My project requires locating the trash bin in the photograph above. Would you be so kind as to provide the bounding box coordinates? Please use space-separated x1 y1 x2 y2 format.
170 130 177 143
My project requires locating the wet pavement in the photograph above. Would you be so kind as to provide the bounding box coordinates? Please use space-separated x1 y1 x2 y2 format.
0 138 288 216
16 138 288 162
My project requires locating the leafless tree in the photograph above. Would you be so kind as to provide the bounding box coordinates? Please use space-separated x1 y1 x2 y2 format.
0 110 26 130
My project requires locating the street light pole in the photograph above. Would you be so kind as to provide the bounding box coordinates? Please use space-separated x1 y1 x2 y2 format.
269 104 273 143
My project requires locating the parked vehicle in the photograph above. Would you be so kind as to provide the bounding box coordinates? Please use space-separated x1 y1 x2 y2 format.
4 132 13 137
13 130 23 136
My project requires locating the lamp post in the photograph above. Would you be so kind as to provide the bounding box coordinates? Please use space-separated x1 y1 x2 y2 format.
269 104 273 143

# # # # # # #

Reproduce every line of the listing above word for word.

§ THE SOLUTION:
My project requires locating the trash bin in the photograph above. Would you be so kind as to provide the bounding box coordinates? Please use space-separated x1 y1 x2 y2 format.
170 130 177 143
My project requires locating the wet pavement in the photograph above. Would you be so kind as to provide the bounding box coordinates? Please use space-separated x1 y1 x2 y2 format.
0 138 288 216
16 138 288 162
My project requires locating the leafless tree in the photograph above. Would you be so kind as to provide the bounding box coordinates? Please use space-separated x1 y1 x2 y2 format.
0 110 26 130
My project requires locating the street light pole in the photograph above. Would you be so kind as to provide the bounding box coordinates? Please use space-separated x1 y1 x2 y2 format.
269 104 273 143
My project requires locating the parked vehicle in the photograph above. Would you be so kind as to provide the bounding box coordinates? Please use space-separated x1 y1 x2 y2 format.
4 132 13 137
13 130 23 136
My project requires locating the lamp post in the photograph above. Would you be so kind as to provide the bounding box coordinates? Please use space-separated x1 y1 x2 y2 format.
269 104 273 143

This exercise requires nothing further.